---- Record set
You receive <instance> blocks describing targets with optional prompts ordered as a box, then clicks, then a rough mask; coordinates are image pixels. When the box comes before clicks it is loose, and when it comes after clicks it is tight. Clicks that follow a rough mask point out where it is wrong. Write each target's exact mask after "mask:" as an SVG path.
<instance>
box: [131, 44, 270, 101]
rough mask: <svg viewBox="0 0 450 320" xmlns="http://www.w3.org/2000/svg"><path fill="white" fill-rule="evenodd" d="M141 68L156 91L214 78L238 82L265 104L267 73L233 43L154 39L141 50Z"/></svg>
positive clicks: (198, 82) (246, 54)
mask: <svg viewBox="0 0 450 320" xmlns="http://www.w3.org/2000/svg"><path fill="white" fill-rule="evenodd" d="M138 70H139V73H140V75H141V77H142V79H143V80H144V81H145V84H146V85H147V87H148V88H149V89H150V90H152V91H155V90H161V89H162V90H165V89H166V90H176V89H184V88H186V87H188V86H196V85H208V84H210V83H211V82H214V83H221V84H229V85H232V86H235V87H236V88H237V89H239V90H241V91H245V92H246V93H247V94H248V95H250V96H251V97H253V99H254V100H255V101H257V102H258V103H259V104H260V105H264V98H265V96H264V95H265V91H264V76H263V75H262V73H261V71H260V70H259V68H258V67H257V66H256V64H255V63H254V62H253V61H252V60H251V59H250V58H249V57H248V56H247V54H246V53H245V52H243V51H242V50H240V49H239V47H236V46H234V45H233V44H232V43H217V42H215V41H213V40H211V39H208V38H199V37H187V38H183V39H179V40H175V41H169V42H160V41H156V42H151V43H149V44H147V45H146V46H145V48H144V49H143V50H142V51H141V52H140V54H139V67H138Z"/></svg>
--------
* _Task prompt_
Make an exact copy of every entry.

* _Solution for this task_
You receive <instance> blocks describing targets with optional prompts ordered as a box, then clicks, then a rough mask; coordinates are image pixels. When the box comes before clicks it is loose, and when it comes after clicks it is tight. Clicks that follow a rough mask point out where it is wrong. Write each target's exact mask after "mask:" as an SVG path.
<instance>
box: [131, 44, 270, 101]
rough mask: <svg viewBox="0 0 450 320" xmlns="http://www.w3.org/2000/svg"><path fill="white" fill-rule="evenodd" d="M141 68L156 91L214 78L238 82L265 104L267 73L233 43L154 39L141 50Z"/></svg>
positive clicks: (198, 82) (246, 54)
mask: <svg viewBox="0 0 450 320" xmlns="http://www.w3.org/2000/svg"><path fill="white" fill-rule="evenodd" d="M138 70H139V73H140V75H141V77H142V79H143V80H144V81H145V84H146V85H147V87H148V88H149V89H150V90H152V91H155V90H161V89H162V90H165V89H166V90H176V89H184V88H186V87H188V86H196V85H208V84H210V83H211V82H214V83H221V84H229V85H232V86H235V87H236V88H237V89H239V90H241V91H245V92H246V93H247V94H248V95H250V96H251V97H253V99H254V100H255V101H257V102H258V103H259V104H260V105H264V98H265V96H264V95H265V91H264V76H263V75H262V73H261V71H260V70H259V68H258V67H257V66H256V64H255V63H254V62H253V61H252V60H251V59H250V58H249V57H248V56H247V54H246V53H245V52H243V51H242V50H240V49H239V47H236V46H234V45H233V44H232V43H217V42H215V41H213V40H211V39H208V38H199V37H187V38H183V39H179V40H175V41H169V42H160V41H156V42H151V43H149V44H147V45H146V46H145V48H144V49H143V50H142V51H141V52H140V54H139V67H138Z"/></svg>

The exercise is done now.